- [TASK DESCRIPTION] Transcribe the records in full, keeping every word exactly as given.

==== GIVEN RECORDS ====

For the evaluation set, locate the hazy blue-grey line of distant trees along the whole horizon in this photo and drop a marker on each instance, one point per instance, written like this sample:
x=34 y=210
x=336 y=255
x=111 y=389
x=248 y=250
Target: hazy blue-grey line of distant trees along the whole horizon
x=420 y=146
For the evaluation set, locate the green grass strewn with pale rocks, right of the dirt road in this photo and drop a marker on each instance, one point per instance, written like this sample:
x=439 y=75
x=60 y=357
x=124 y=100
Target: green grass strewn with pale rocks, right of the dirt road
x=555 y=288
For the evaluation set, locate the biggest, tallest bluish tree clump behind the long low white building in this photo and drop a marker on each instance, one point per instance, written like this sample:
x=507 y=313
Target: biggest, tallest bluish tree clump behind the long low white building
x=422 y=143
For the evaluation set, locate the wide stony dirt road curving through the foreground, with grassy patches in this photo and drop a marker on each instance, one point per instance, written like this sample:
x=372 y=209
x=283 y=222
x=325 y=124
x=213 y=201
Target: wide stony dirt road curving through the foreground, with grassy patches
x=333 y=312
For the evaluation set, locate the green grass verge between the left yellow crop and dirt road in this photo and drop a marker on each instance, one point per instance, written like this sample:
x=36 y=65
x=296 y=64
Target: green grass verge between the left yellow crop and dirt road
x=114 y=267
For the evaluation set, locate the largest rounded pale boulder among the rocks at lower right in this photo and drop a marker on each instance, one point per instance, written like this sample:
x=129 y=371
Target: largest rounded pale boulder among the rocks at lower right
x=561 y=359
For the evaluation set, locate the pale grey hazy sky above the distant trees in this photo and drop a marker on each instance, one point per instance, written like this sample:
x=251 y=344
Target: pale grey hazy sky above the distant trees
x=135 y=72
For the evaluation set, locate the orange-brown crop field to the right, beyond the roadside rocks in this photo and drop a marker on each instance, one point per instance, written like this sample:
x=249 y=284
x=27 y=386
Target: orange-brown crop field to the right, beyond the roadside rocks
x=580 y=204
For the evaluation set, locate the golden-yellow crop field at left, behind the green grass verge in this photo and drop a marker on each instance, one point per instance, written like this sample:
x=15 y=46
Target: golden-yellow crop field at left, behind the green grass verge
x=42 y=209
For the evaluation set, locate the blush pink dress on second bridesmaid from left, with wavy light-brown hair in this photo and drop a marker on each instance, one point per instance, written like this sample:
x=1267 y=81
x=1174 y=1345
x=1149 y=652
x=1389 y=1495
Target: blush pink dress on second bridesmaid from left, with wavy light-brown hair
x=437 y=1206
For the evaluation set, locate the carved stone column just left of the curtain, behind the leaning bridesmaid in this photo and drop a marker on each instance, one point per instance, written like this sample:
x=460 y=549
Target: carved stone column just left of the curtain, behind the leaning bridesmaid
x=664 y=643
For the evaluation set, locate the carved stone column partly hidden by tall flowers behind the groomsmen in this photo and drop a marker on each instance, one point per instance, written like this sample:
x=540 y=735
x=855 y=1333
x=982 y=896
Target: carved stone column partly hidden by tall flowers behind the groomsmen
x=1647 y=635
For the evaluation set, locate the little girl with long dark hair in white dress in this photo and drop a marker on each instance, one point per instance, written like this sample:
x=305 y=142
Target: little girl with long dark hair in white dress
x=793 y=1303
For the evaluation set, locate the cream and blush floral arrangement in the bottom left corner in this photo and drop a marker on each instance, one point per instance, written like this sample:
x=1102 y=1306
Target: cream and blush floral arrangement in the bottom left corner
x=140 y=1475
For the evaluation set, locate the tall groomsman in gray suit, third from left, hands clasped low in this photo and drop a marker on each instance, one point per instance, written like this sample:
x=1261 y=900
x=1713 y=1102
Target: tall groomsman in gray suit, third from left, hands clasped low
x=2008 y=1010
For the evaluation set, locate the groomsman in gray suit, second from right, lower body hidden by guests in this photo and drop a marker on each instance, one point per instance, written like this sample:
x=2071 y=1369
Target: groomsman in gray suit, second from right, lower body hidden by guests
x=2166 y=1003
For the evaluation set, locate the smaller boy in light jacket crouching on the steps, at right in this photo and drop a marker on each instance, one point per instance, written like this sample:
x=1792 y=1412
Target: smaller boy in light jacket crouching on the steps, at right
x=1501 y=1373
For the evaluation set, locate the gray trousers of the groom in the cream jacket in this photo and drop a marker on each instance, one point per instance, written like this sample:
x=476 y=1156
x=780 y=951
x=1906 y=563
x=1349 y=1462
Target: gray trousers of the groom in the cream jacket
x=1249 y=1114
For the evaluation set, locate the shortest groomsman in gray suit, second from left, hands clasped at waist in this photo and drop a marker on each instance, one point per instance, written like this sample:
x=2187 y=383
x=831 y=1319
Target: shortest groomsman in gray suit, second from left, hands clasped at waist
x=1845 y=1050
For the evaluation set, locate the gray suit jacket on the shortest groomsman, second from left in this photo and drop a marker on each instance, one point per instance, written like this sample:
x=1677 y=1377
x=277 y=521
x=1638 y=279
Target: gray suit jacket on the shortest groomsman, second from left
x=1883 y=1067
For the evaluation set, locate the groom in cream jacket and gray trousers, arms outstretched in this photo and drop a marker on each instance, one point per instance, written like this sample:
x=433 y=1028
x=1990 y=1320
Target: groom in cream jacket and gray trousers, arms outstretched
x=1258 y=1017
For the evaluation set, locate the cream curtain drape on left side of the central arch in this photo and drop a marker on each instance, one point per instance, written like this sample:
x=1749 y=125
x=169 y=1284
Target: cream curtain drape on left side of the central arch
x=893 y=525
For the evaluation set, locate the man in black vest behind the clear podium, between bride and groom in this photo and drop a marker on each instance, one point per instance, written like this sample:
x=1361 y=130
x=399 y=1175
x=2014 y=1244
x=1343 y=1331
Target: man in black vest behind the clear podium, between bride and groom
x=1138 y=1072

====

- [SOLUTION BELOW]
For the evaluation set, locate the hazy blue-grey line of distant trees along the whole horizon in this photo and drop a marker on each instance, one point per instance, written like this sample:
x=34 y=210
x=336 y=255
x=111 y=389
x=248 y=250
Target: hazy blue-grey line of distant trees along the whole horizon
x=420 y=146
For the evaluation set, locate the green grass strewn with pale rocks, right of the dirt road in this photo and drop a marker on each instance, one point per instance, written like this sample:
x=439 y=75
x=60 y=357
x=124 y=100
Target: green grass strewn with pale rocks, right of the dirt road
x=555 y=288
For the evaluation set, locate the biggest, tallest bluish tree clump behind the long low white building in this photo and drop a marker on each instance, one point per instance, written like this sample:
x=507 y=313
Target: biggest, tallest bluish tree clump behind the long low white building
x=422 y=143
For the evaluation set, locate the wide stony dirt road curving through the foreground, with grassy patches in this photo and drop a marker on each instance, one point per instance, written like this sample:
x=372 y=209
x=283 y=222
x=325 y=124
x=213 y=201
Target: wide stony dirt road curving through the foreground, with grassy patches
x=333 y=312
For the evaluation set, locate the green grass verge between the left yellow crop and dirt road in this photo and drop a marker on each instance, one point per instance, written like this sample:
x=36 y=65
x=296 y=64
Target: green grass verge between the left yellow crop and dirt road
x=114 y=267
For the evaluation set, locate the largest rounded pale boulder among the rocks at lower right in this photo and drop a marker on each instance, one point per instance, written like this sample:
x=129 y=371
Target: largest rounded pale boulder among the rocks at lower right
x=561 y=359
For the evaluation set, locate the pale grey hazy sky above the distant trees in this photo and drop a marker on each instance, one point per instance, written like this sample:
x=251 y=344
Target: pale grey hazy sky above the distant trees
x=135 y=72
For the evaluation set, locate the orange-brown crop field to the right, beyond the roadside rocks in this photo and drop a marker on each instance, one point per instance, written like this sample:
x=249 y=284
x=27 y=386
Target: orange-brown crop field to the right, beyond the roadside rocks
x=580 y=204
For the evaluation set, locate the golden-yellow crop field at left, behind the green grass verge in this photo and drop a marker on each instance, one point per instance, written like this sample:
x=15 y=46
Target: golden-yellow crop field at left, behind the green grass verge
x=42 y=209
For the evaluation set, locate the blush pink dress on second bridesmaid from left, with wavy light-brown hair in this photo and drop a marker on each instance, one point per instance, written like this sample:
x=1267 y=81
x=1174 y=1345
x=1149 y=652
x=1389 y=1495
Target: blush pink dress on second bridesmaid from left, with wavy light-brown hair
x=437 y=1206
For the evaluation set, locate the carved stone column just left of the curtain, behind the leaning bridesmaid in this photo and drop a marker on each instance, one point per instance, written like this sample:
x=460 y=549
Target: carved stone column just left of the curtain, behind the leaning bridesmaid
x=664 y=643
For the evaluation set, locate the carved stone column partly hidden by tall flowers behind the groomsmen in this photo and drop a marker on each instance, one point per instance, written like this sample:
x=540 y=735
x=855 y=1333
x=982 y=896
Target: carved stone column partly hidden by tall flowers behind the groomsmen
x=1647 y=635
For the evaluation set, locate the little girl with long dark hair in white dress in this photo and drop a marker on each instance, one point per instance, written like this sample:
x=305 y=142
Target: little girl with long dark hair in white dress
x=793 y=1303
For the evaluation set, locate the cream and blush floral arrangement in the bottom left corner in this photo and drop a marker on each instance, one point per instance, written like this sample:
x=1102 y=1306
Target: cream and blush floral arrangement in the bottom left corner
x=140 y=1475
For the evaluation set, locate the tall groomsman in gray suit, third from left, hands clasped low in this photo and drop a marker on each instance, one point per instance, written like this sample:
x=1261 y=900
x=1713 y=1102
Target: tall groomsman in gray suit, third from left, hands clasped low
x=2008 y=1010
For the evaluation set, locate the groomsman in gray suit, second from right, lower body hidden by guests in this photo and drop a marker on each instance, one point per instance, written like this sample:
x=2071 y=1369
Target: groomsman in gray suit, second from right, lower body hidden by guests
x=2166 y=1003
For the evaluation set, locate the smaller boy in light jacket crouching on the steps, at right in this photo and drop a marker on each instance, one point per instance, written like this sample:
x=1792 y=1412
Target: smaller boy in light jacket crouching on the steps, at right
x=1501 y=1373
For the evaluation set, locate the gray trousers of the groom in the cream jacket in this photo and drop a marker on each instance, one point per instance, written like this sample:
x=476 y=1156
x=780 y=951
x=1906 y=563
x=1349 y=1462
Target: gray trousers of the groom in the cream jacket
x=1249 y=1114
For the evaluation set, locate the shortest groomsman in gray suit, second from left, hands clasped at waist in this photo and drop a marker on each instance, one point per instance, written like this sample:
x=2187 y=383
x=831 y=1319
Target: shortest groomsman in gray suit, second from left, hands clasped at waist
x=1845 y=1050
For the evaluation set, locate the gray suit jacket on the shortest groomsman, second from left in this photo and drop a marker on each instance, one point per instance, written like this sample:
x=1677 y=1377
x=277 y=521
x=1638 y=279
Target: gray suit jacket on the shortest groomsman, second from left
x=1883 y=1067
For the evaluation set, locate the groom in cream jacket and gray trousers, arms outstretched in this photo and drop a marker on each instance, one point per instance, written like this sample:
x=433 y=1028
x=1990 y=1320
Target: groom in cream jacket and gray trousers, arms outstretched
x=1258 y=1017
For the evaluation set, locate the cream curtain drape on left side of the central arch in this photo and drop a marker on each instance, one point per instance, written like this sample:
x=1749 y=125
x=169 y=1284
Target: cream curtain drape on left side of the central arch
x=893 y=525
For the evaluation set, locate the man in black vest behind the clear podium, between bride and groom in this photo and drop a marker on each instance, one point per instance, written like this sample:
x=1361 y=130
x=399 y=1175
x=2014 y=1244
x=1343 y=1331
Target: man in black vest behind the clear podium, between bride and groom
x=1138 y=1072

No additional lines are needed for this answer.